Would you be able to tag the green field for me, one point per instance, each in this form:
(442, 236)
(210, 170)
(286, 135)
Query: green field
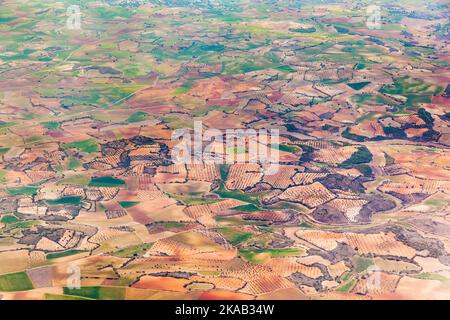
(15, 282)
(106, 181)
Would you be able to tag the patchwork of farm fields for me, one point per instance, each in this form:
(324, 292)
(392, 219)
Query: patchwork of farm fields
(135, 159)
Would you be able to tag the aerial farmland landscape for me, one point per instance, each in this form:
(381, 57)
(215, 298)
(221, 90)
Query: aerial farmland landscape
(116, 182)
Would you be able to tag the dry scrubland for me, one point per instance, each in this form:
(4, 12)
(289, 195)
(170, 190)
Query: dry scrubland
(86, 177)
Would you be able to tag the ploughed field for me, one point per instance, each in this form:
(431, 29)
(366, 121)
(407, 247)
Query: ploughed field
(362, 187)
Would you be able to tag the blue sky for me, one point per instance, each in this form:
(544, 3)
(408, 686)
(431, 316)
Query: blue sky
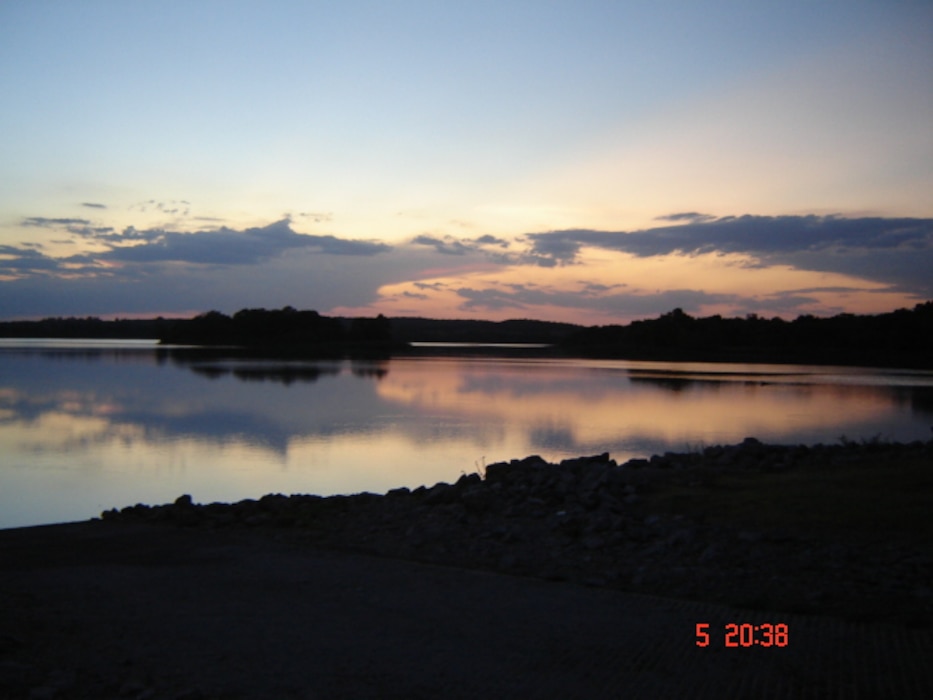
(588, 161)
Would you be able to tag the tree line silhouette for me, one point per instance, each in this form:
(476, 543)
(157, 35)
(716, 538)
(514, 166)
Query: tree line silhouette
(902, 338)
(899, 338)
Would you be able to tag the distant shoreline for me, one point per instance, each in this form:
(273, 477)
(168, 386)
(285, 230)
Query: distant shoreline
(901, 339)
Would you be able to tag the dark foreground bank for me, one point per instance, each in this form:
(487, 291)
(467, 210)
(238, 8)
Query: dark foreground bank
(285, 597)
(842, 530)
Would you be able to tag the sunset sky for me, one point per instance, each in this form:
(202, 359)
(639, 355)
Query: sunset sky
(585, 161)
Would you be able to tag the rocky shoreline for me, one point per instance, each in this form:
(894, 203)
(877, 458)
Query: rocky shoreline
(631, 526)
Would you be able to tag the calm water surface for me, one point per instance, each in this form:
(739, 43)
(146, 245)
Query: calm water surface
(90, 425)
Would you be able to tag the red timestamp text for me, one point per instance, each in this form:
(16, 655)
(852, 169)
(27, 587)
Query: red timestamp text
(746, 635)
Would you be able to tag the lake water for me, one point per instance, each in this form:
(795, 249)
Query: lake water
(90, 425)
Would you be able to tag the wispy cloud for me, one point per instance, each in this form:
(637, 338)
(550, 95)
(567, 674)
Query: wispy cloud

--- Exercise prompt ---
All entries must be written out again exactly as given, with no pictures in the copy.

--- Output for this task ---
Would you be able to tag the green field for me, one point per instance, each in this form:
(442, 236)
(210, 170)
(286, 135)
Query: green field
(15, 282)
(106, 181)
Would you be able to tag the patchwork of farm fields for me, one point per instance, each in this form:
(324, 292)
(392, 219)
Query: patchwork of farm fields
(135, 159)
Would you be able to tag the aerial farmland landscape for me, one point per instance, each in this form:
(381, 57)
(215, 298)
(221, 90)
Query: aerial farmland landscape
(116, 182)
Would you be able to tag the dry scrubland for me, one point per instance, each in this form:
(4, 12)
(289, 195)
(170, 190)
Query: dry scrubland
(86, 177)
Would you be able to tag the ploughed field for me, one point per instance, each in this form:
(431, 29)
(366, 121)
(407, 247)
Query: ploughed field
(362, 187)
Would you be able to tag the blue sky for me, one point per instance, each in this form:
(544, 3)
(408, 686)
(431, 316)
Query: blue sky
(588, 161)
Would you be able to tag the tree line silhouette for me, one point per instance, each in this form:
(476, 543)
(157, 35)
(716, 538)
(514, 166)
Query: tree line silhouette
(902, 338)
(899, 338)
Would you be able to tag the distant shoreline for me, one point per instance, each in this form:
(273, 477)
(168, 386)
(285, 230)
Query: distant shoreline
(901, 339)
Would you be able to tag the dark foreground bank for me, one point per instance, each in this form:
(487, 291)
(467, 210)
(238, 8)
Query: dark foreground bank
(285, 597)
(842, 530)
Would you be able to tag the sunset sky for me, one point per instance, each in this form:
(202, 359)
(639, 355)
Query: sunset sky
(585, 161)
Would you be able to tag the rocky shoreline for me, one point per instance, each in this form:
(894, 203)
(877, 458)
Query: rocky shoreline
(631, 526)
Would you be able to tag the calm water surface for me, one point per instance, each in this form:
(739, 43)
(146, 245)
Query: calm water surface
(90, 425)
Would you be able to tag the red timestamp text for me, one point per instance, each in this form:
(16, 655)
(852, 169)
(27, 587)
Query: red timestamp text
(746, 635)
Would you be able to tag the lake water for me, one point per instance, each in this form:
(795, 249)
Query: lake water
(90, 425)
Would you be able to tag the wispy cloud for me, one point per instance, each in this form:
(637, 338)
(550, 95)
(567, 674)
Query: wispy cloud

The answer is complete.